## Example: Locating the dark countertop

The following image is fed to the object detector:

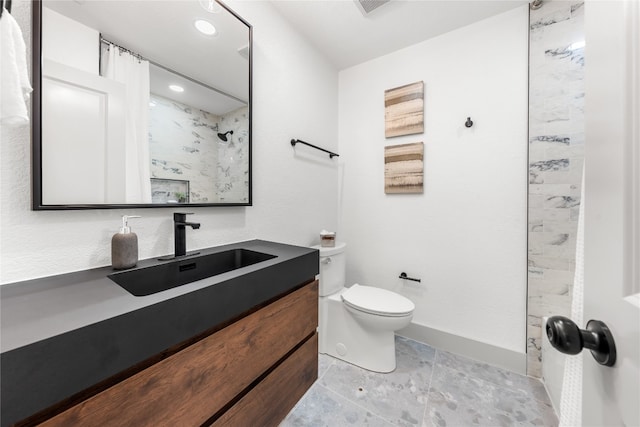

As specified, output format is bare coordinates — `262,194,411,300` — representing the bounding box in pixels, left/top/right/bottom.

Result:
0,240,318,426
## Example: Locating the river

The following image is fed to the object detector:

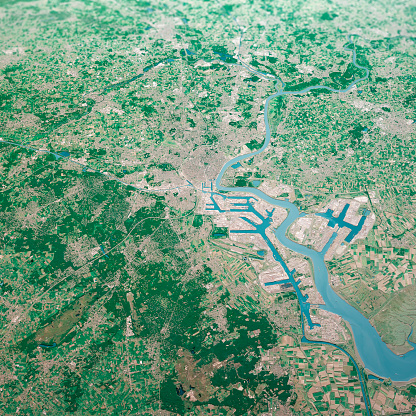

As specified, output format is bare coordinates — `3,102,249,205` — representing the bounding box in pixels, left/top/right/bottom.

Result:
215,35,416,382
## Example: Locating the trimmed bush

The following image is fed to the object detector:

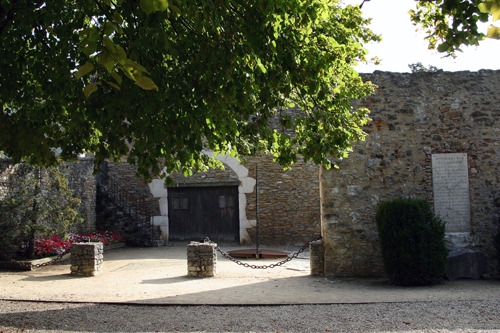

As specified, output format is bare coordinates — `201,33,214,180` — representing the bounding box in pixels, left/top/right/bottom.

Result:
376,198,448,286
493,230,500,275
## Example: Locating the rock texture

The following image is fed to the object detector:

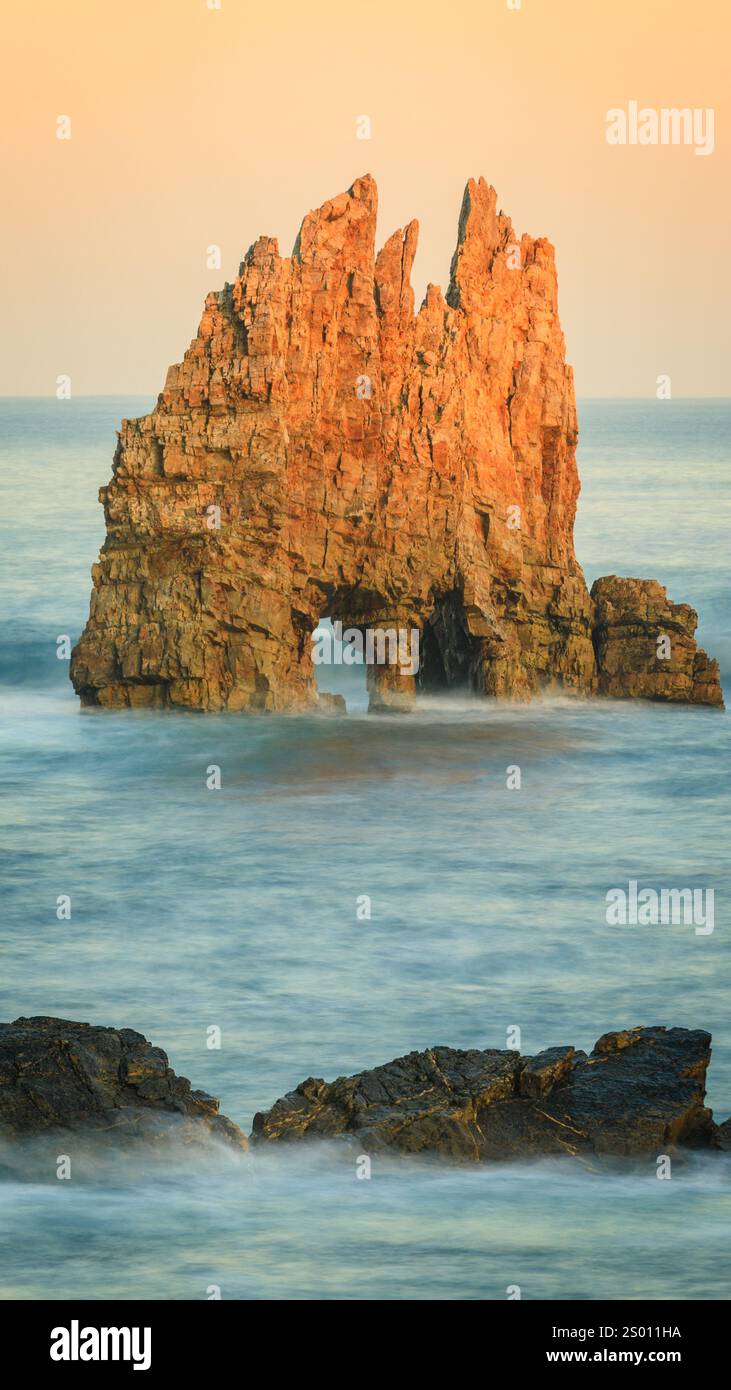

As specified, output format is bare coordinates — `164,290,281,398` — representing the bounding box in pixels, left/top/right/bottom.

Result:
252,1027,724,1161
592,574,723,705
71,177,721,710
0,1017,247,1148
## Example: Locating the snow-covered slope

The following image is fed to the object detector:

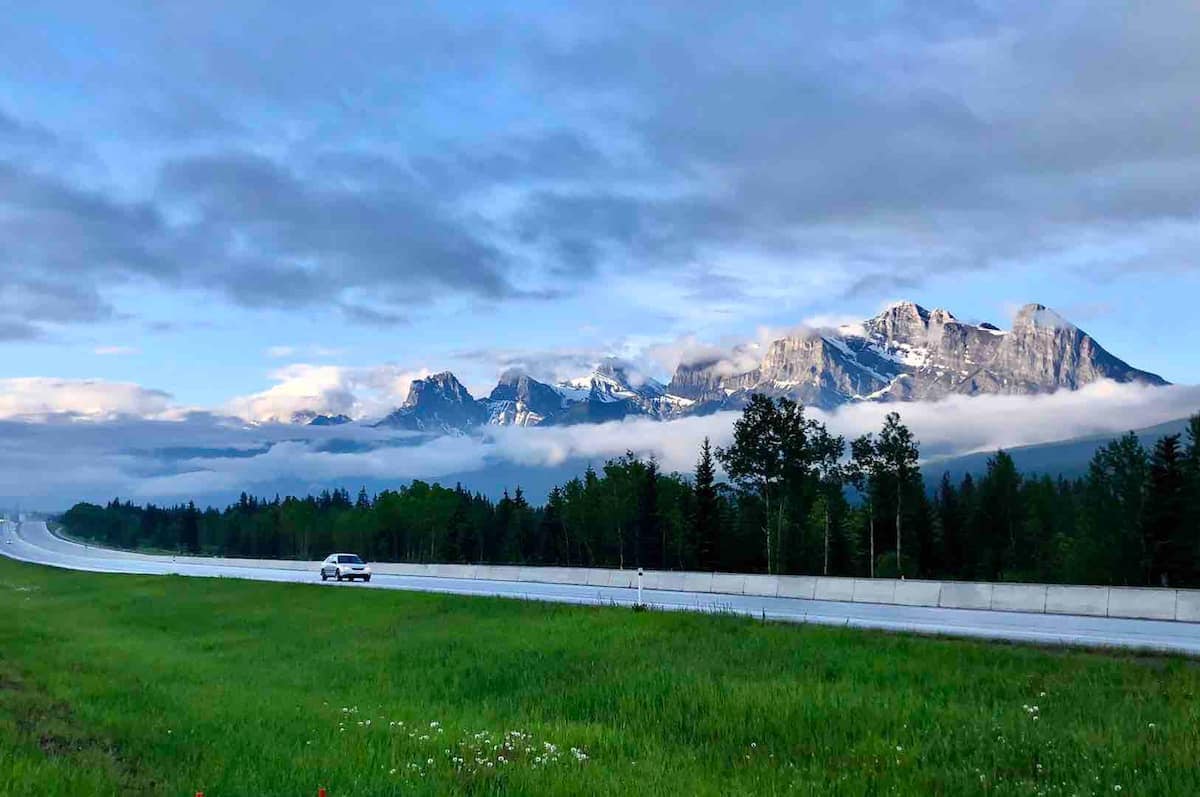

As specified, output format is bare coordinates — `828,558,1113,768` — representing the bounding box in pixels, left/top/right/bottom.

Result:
278,301,1166,433
670,301,1165,407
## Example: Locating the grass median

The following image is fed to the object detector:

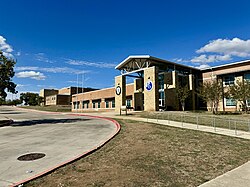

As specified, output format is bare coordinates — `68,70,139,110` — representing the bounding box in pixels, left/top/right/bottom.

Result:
25,120,250,187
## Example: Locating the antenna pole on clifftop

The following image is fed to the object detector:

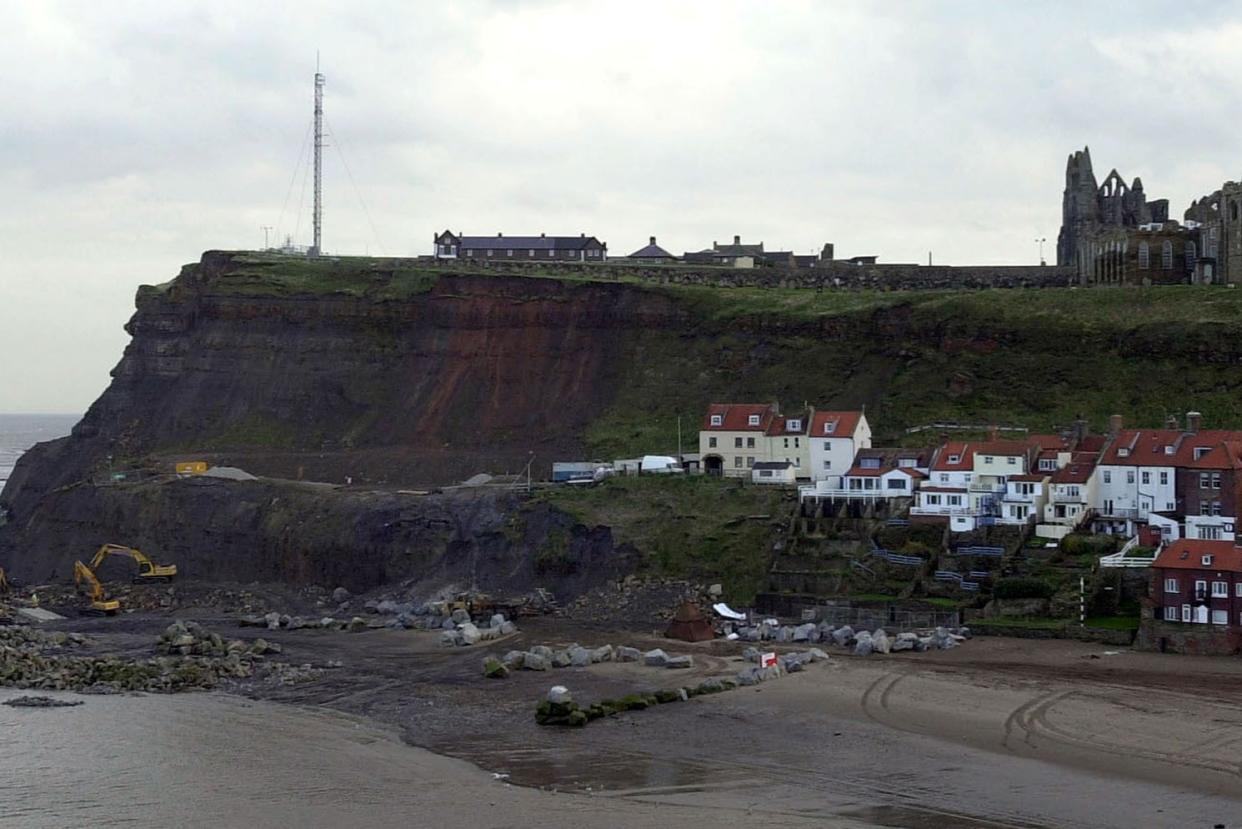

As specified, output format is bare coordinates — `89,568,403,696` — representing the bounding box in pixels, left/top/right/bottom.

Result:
308,52,323,256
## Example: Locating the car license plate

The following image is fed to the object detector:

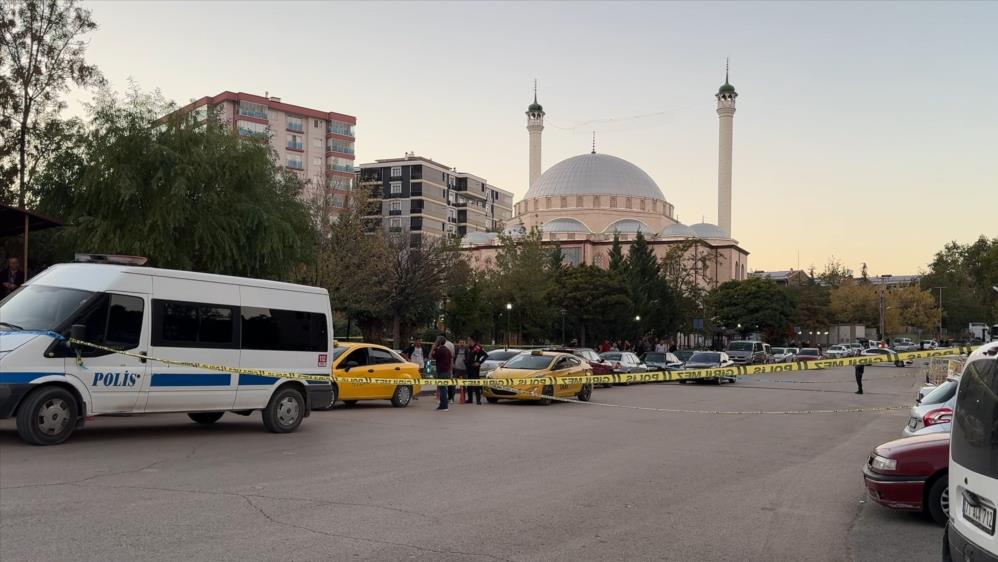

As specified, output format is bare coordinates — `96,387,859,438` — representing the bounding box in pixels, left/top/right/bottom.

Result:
963,497,995,535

» Exercise objective: Reproduce the items from the line with "## Example: Locating the antenna" up to and including the final line of the items, requests included. Add 47 to every bounding-box coordinate in the results but not to the sample coordinates in the requests, and leave out the pictures.

» Expected answer:
## Example: Locating the antenna pole on clifftop

The following image is fed to the object detector:


As specified, output format is bare coordinates — `89,568,403,696` — representing the bounding box in pixels, left/top/right/bottom.

Result:
355,99,370,303
## Example: Locating the car license plate

The following image is fed to the object detector:


As specified, output format is bare coordinates — `96,387,859,438` — representing the bounding box in pixels, left/top/right/bottom.

Result:
1010,544,1042,582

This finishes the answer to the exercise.